#### The exercise:
Locate "hairless pink skin" in the listing below, then output the line holding it and every line after it, exactly and with nothing else.

#### Records provided:
==*==

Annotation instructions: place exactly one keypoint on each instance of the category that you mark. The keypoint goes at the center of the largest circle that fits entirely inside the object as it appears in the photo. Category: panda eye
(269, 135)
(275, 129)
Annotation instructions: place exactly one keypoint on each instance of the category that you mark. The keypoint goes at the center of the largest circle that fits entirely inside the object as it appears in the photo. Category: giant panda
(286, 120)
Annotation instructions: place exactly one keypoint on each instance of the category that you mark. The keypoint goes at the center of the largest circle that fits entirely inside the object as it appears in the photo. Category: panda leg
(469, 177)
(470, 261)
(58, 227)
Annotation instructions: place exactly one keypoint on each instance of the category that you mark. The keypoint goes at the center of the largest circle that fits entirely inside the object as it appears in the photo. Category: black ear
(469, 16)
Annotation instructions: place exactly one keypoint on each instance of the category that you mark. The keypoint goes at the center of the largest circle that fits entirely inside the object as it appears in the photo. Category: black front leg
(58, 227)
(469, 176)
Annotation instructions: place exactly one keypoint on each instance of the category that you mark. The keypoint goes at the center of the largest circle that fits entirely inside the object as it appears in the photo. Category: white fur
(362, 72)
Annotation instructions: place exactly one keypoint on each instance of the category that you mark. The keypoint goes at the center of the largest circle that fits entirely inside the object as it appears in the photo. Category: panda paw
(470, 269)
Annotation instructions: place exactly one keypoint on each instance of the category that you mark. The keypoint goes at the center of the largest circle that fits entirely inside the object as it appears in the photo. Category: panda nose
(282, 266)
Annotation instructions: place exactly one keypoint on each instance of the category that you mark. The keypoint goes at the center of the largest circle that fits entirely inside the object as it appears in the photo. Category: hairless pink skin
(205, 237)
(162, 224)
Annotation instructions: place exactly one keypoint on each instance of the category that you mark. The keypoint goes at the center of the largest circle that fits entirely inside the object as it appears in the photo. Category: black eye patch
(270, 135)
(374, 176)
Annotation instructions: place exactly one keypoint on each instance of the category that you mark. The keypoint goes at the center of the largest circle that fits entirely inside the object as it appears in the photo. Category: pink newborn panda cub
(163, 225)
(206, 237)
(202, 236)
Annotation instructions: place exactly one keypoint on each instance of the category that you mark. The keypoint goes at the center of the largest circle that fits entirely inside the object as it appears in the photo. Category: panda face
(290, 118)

==*==

#### Solution to this problem:
Annotation instructions: place exactly one keypoint on each instance of the category that you mark. The keypoint goes at the center of the largest circle that fits entirely inside the object as it appears in the photo. Category: hairless pink skin
(205, 237)
(162, 224)
Annotation instructions: place exactly one keypoint on each instance of the category that you mark. The keypoint goes at the center of the largest circle that fits entirely inside the object as it appears in the photo. Category: black eye patch
(270, 135)
(374, 176)
Annotation instructions: place exactly one keypoint on each instance of the category that you mark. The keypoint goes at the center of the largest circle that fits entirely inside the object as it appears in the photo. Category: pink newborn panda cub
(163, 225)
(206, 237)
(202, 236)
Annotation instructions: place exactly one keypoint on each instance of the category that you mark. The keypoint goes at the center of the largest circle that fits entirely inside the object as it appears in the photo. Category: panda face
(290, 118)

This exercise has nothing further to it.